## Records shown
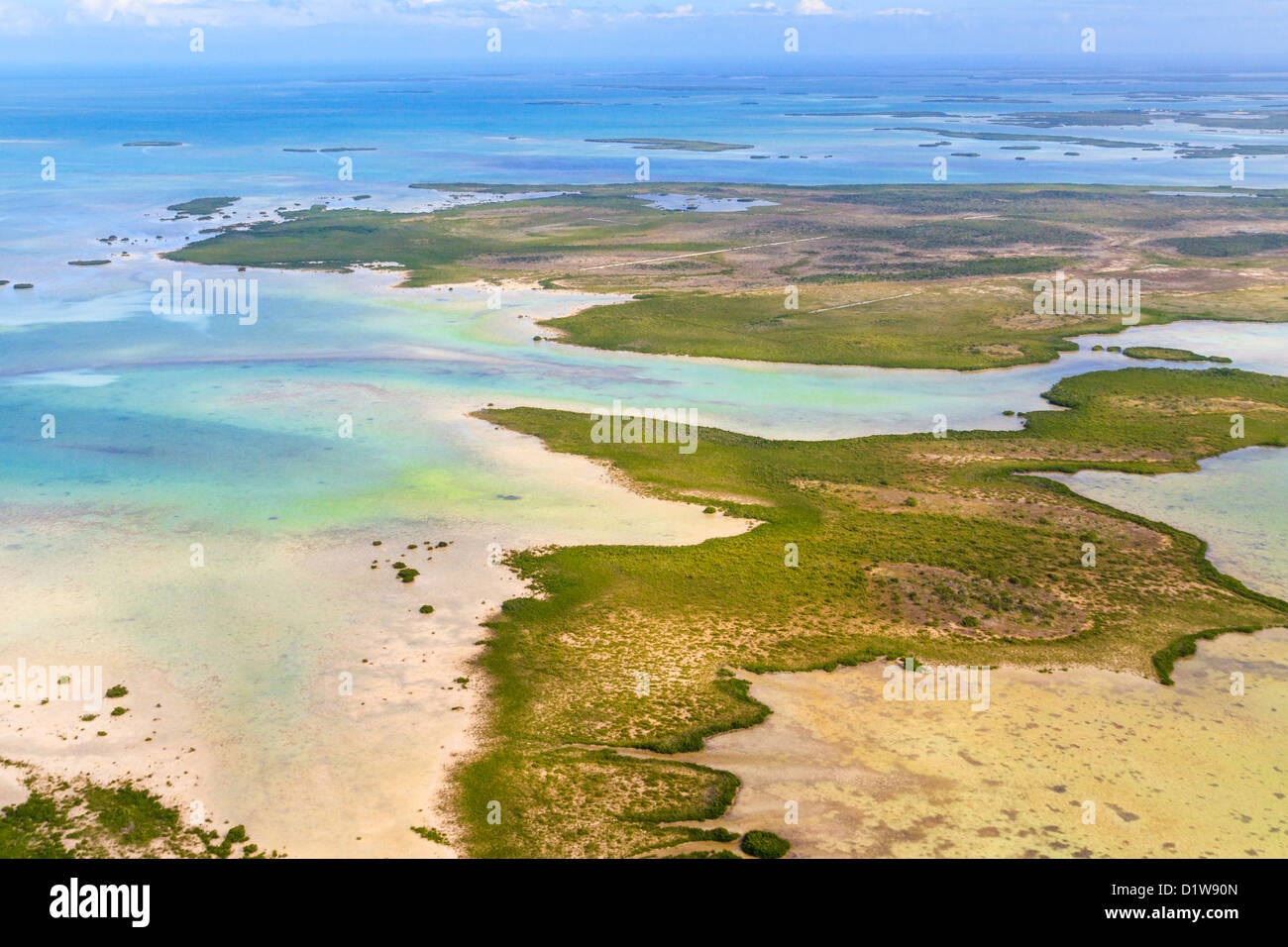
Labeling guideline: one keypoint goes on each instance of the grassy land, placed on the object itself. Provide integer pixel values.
(1162, 354)
(896, 275)
(909, 545)
(81, 819)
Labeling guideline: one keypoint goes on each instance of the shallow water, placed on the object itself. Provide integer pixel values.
(179, 431)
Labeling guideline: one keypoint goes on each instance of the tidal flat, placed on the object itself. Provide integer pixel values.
(147, 476)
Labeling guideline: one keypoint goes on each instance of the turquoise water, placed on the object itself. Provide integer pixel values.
(1235, 502)
(172, 429)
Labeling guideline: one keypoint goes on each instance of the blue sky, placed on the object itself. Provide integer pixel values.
(424, 31)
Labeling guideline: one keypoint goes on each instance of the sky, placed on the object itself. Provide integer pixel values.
(73, 34)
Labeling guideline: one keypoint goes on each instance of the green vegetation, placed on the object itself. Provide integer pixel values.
(986, 569)
(894, 275)
(1231, 244)
(1167, 355)
(760, 844)
(82, 819)
(430, 835)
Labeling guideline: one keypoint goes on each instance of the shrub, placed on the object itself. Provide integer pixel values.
(764, 844)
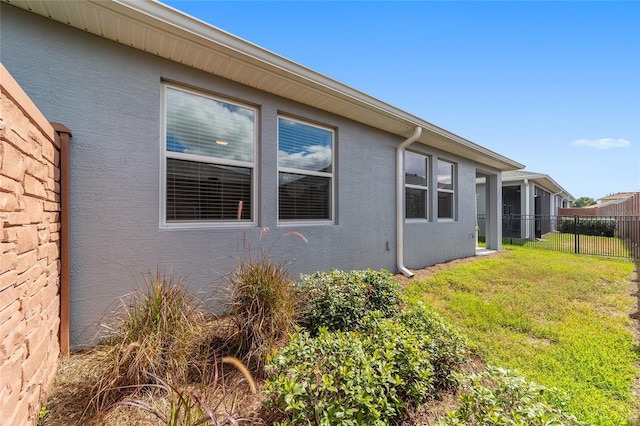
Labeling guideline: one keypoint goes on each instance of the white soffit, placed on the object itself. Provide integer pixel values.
(163, 31)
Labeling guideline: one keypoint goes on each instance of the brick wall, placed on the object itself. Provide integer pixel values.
(30, 259)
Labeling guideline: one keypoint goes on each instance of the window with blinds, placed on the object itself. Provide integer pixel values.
(209, 159)
(305, 171)
(446, 189)
(416, 188)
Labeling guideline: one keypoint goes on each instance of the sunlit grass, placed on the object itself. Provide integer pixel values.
(559, 319)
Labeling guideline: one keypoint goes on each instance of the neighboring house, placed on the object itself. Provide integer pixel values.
(175, 122)
(610, 199)
(529, 200)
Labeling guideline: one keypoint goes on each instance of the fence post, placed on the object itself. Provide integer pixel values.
(576, 235)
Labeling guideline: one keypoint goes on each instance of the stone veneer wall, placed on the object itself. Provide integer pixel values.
(30, 255)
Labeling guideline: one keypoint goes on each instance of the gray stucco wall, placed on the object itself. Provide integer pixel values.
(109, 95)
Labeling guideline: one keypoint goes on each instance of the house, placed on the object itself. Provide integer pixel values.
(529, 200)
(188, 141)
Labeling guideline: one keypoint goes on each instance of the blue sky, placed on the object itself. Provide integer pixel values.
(552, 85)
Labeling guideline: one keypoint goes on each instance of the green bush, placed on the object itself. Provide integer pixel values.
(502, 397)
(364, 377)
(446, 347)
(339, 300)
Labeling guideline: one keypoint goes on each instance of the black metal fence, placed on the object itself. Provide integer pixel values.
(601, 236)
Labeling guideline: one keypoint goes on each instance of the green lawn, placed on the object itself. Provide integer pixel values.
(561, 320)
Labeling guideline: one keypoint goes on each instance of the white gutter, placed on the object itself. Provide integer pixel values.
(400, 201)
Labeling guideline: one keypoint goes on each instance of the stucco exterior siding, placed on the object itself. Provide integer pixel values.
(110, 96)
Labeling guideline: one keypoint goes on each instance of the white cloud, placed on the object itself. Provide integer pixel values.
(316, 157)
(604, 143)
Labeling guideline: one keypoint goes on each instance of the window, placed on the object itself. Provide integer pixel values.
(209, 159)
(445, 189)
(416, 194)
(305, 171)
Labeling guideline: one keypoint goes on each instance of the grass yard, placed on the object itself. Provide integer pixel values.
(560, 319)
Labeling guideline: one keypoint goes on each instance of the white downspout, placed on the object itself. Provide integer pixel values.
(527, 203)
(400, 201)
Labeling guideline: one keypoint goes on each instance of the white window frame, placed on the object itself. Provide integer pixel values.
(454, 181)
(425, 188)
(165, 154)
(331, 175)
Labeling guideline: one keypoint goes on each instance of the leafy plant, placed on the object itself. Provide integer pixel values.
(155, 335)
(179, 406)
(447, 348)
(370, 376)
(502, 397)
(339, 300)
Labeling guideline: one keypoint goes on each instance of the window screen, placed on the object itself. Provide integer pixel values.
(305, 164)
(209, 158)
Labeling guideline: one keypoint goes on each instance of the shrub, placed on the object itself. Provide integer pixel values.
(156, 334)
(336, 378)
(446, 347)
(178, 406)
(264, 306)
(501, 397)
(364, 377)
(339, 300)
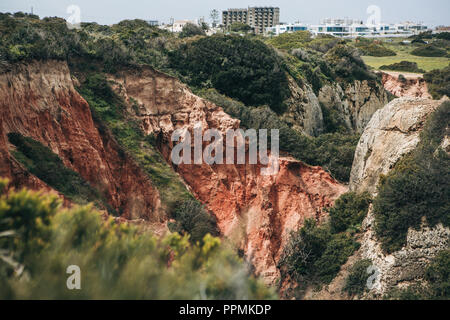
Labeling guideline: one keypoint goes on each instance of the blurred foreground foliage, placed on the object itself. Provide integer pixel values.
(39, 240)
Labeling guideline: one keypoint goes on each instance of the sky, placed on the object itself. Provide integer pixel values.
(431, 12)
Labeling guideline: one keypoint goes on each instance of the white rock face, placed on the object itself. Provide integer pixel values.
(392, 132)
(406, 266)
(356, 103)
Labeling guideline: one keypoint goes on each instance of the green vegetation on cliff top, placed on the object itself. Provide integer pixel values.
(39, 240)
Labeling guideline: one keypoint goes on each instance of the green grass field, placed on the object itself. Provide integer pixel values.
(403, 54)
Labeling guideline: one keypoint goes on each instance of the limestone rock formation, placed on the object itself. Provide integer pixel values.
(406, 266)
(355, 103)
(392, 133)
(303, 110)
(413, 86)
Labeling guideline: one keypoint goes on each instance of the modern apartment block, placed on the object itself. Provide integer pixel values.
(231, 16)
(259, 18)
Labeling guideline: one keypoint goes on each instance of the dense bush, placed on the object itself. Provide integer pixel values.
(349, 211)
(429, 51)
(47, 166)
(418, 186)
(347, 64)
(356, 282)
(436, 287)
(290, 40)
(238, 67)
(117, 261)
(191, 217)
(127, 43)
(314, 255)
(438, 82)
(403, 66)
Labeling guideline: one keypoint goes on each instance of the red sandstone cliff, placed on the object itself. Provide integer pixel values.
(256, 212)
(39, 100)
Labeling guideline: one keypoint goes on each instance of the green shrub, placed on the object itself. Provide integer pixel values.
(417, 187)
(192, 217)
(403, 66)
(117, 261)
(239, 67)
(349, 211)
(438, 82)
(314, 255)
(356, 282)
(429, 51)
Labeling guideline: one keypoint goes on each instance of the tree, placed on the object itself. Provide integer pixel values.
(214, 15)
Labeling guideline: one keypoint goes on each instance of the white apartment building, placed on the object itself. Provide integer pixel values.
(350, 28)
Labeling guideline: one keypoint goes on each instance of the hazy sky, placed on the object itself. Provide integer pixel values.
(432, 12)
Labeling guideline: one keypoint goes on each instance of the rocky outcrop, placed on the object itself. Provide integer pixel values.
(411, 85)
(391, 133)
(406, 266)
(38, 100)
(256, 212)
(355, 103)
(303, 110)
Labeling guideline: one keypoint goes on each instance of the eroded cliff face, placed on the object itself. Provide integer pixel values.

## Directions for this task
Set down the entries shown above once more, exactly as they read, but without pictures.

## Result
Labeling guideline: one keypoint goes on each instance of the grassy land, placed on the object itself. Provide integer pixel values.
(1162, 354)
(896, 275)
(909, 545)
(81, 819)
Labeling guideline: one keypoint goes on each instance of the shallow water, placed on the object itself. Provide integer pixel values.
(179, 431)
Labeling guideline: one keypoint goes on each instance of the tidal flat, placed on the object itself. Provide integer pixel values.
(147, 476)
Labeling guideline: one keypoint goes on each instance of the turquoise water, placed on the object itself. Provide integer pixel values.
(1235, 502)
(172, 429)
Labeling guideline: one keypoint goes on each instance of the blue sky, placed on the object itself. Provide integer pixel values.
(424, 31)
Labeling guideline: one keypoint goes on each instance of the sky, placed on the object itself. Provide integer pixel values.
(73, 34)
Labeling guideline: one keypoint goes on each instance of the green vegetation, placed on the object itself. Provide integer pixel values.
(986, 569)
(894, 275)
(1231, 244)
(1167, 355)
(760, 844)
(82, 819)
(430, 835)
Labeling guideline: one keypoint goes on each instance of the shrub, placed on the object itself. Provide integer pixel values.
(764, 844)
Labeling guideline: one keypoint goes on each instance of the white soffit, placed on the object itself. Provide integer pixel values.
(163, 31)
Labeling guideline: one keypoint goes on each instance of the brick wall, placed on the object itself. Provide integer pixel values.
(30, 259)
Labeling guideline: one keypoint goes on each instance of the window with blinds, placed on the object itself. Provide integer pixel values.
(209, 159)
(305, 171)
(446, 189)
(416, 188)
Labeling guideline: one keypoint goes on each instance of the sunlit grass, placed on the object itself. Provide integer pixel values.
(559, 319)
Labeling guideline: one keypoint goes on each instance of the neighboring house, placed on the object itself. Provide integer pixel values.
(175, 122)
(610, 199)
(529, 200)
Labeling guideline: one keypoint goes on each instance of the fence post, placed on the object itself. Provide integer pixel values.
(576, 235)
Labeling guideline: one keypoint goes on each instance of the stone veneer wall, placed on the object itself. Provide integer pixel values.
(30, 255)
Labeling guideline: one keypoint goes on each instance of the gray stucco wall, placed on the object itself. Provide integer pixel values.
(109, 95)
Labeling guideline: one keypoint goes on each instance of the house, placed on the object itself. Provide integer pixel values.
(529, 200)
(188, 141)
Labeling guideline: one keypoint goes on each instance of the blue sky, placed on the object itself. Provide integer pixel values.
(552, 85)
Labeling guideline: one keypoint goes on each instance of the green bush, placed on the object itself. Provide integer pixel values.
(502, 397)
(364, 377)
(446, 347)
(339, 300)
Labeling guideline: one keypoint goes on each instance of the black metal fence, placed on the object itself. Provide integer pixel values.
(601, 236)
Labeling guideline: one keypoint goes on each instance of the green lawn, placed on the object itself. Provide integer pixel values.
(561, 320)
Labeling guideline: one keypoint goes on each instance of the white gutter, placed on the object itself. Provide integer pixel values.
(400, 201)
Labeling guideline: one keypoint goes on each instance of the stucco exterior siding, placed on the object itself. Provide integer pixel values.
(110, 96)
Labeling guideline: one keypoint goes on each instance of the white cloud, placed on the object itself. Provide integer pixel values.
(316, 157)
(604, 143)
Labeling guideline: one keypoint goes on each instance of the window, placed on the object itself. Provide integer pixel values.
(209, 159)
(445, 189)
(416, 194)
(305, 171)
Labeling guideline: one keypoint goes on each instance of the grass yard, placed on the object itself. Provide integer pixel values.
(560, 319)
Labeling guideline: one keypoint goes on each instance of the white downspout, placed on the object itself. Provide integer pixel values.
(527, 203)
(400, 201)
Labeling guideline: one keypoint goes on each instance of the white window frame, placed on the object itself. Provide integer pixel values.
(454, 181)
(425, 188)
(165, 154)
(331, 175)
Labeling guideline: one keypoint goes on each instance of the leafy plant, placed on the object itself. Provide integer pixel values.
(155, 335)
(179, 406)
(447, 348)
(370, 376)
(502, 397)
(339, 300)
Labeling guideline: one keypoint goes on each instance of the window screen, placed on the object itself. Provide integer pixel values.
(305, 164)
(209, 158)
Labeling guideline: one keypoint goes on each instance of the shrub, placed on the object itself. Provide integer pixel values.
(156, 334)
(336, 378)
(446, 347)
(178, 406)
(264, 306)
(501, 397)
(364, 377)
(339, 300)
Labeling guideline: one keypoint goes on each instance of the blurred foreground foliage, placed on the object itself. Provide integer pixel values.
(39, 240)
Labeling guideline: one keypoint goes on each instance of the sky, placed on the object itself. Provide integer pixel values.
(431, 12)
Labeling guideline: one keypoint goes on each instance of the white rock face, placed on the object itself. Provide integer pixel values.
(392, 132)
(406, 266)
(356, 103)
Labeling guideline: one keypoint goes on each instance of the green vegetation on cliff top, placed on the object itself. Provide integer pixel values.
(39, 240)
Labeling guideline: one keypoint goes on each instance of the green grass field, placed on the object itself. Provide integer pixel values.
(403, 54)
Labeling guideline: one keypoint goes on each instance of the limestone rock formation, placed on the object itself. Provide integer pixel values.
(406, 266)
(355, 103)
(392, 133)
(303, 110)
(413, 86)
Labeling guideline: one keypoint goes on each instance of the modern apartment block, placed on the object itself. Provide integer pixel values.
(231, 16)
(259, 18)
Labeling guideline: one keypoint goes on each instance of the dense bush, placed on the object itself. Provide integer pixel values.
(349, 211)
(429, 51)
(47, 166)
(418, 186)
(347, 64)
(356, 282)
(436, 287)
(290, 40)
(238, 67)
(117, 261)
(191, 217)
(127, 43)
(314, 255)
(438, 82)
(403, 66)
Labeling guideline: one keypoint goes on each instance of the red sandstone cliff, placed on the object itself. Provide integer pixel values.
(256, 212)
(39, 100)
Labeling guideline: one keypoint goes on each instance of the green shrub, placed on the object itself. Provide integer pixel values.
(417, 187)
(192, 217)
(403, 66)
(117, 261)
(239, 67)
(349, 211)
(438, 82)
(314, 255)
(356, 282)
(429, 51)
Labeling guideline: one keypoint goes on each instance of the tree, placed on the object itself. Provide integer pixel values.
(214, 15)
Labeling guideline: one keypoint goes on each instance of the white apartment building, placed on the object itself. Provide integer pixel values.
(350, 28)
Labeling guideline: one keypoint goes on each instance of the hazy sky, placed on the object itself. Provide integer pixel values.
(432, 12)
Labeling guideline: one keypoint goes on each instance of the rocky outcrop, placed on the object itself. Provide integer pixel values.
(411, 85)
(391, 133)
(406, 266)
(38, 100)
(256, 212)
(355, 103)
(303, 110)
Labeling guideline: one keypoint goes on each instance of the eroded cliff face, placed on the object itself. Provide integer pixel values.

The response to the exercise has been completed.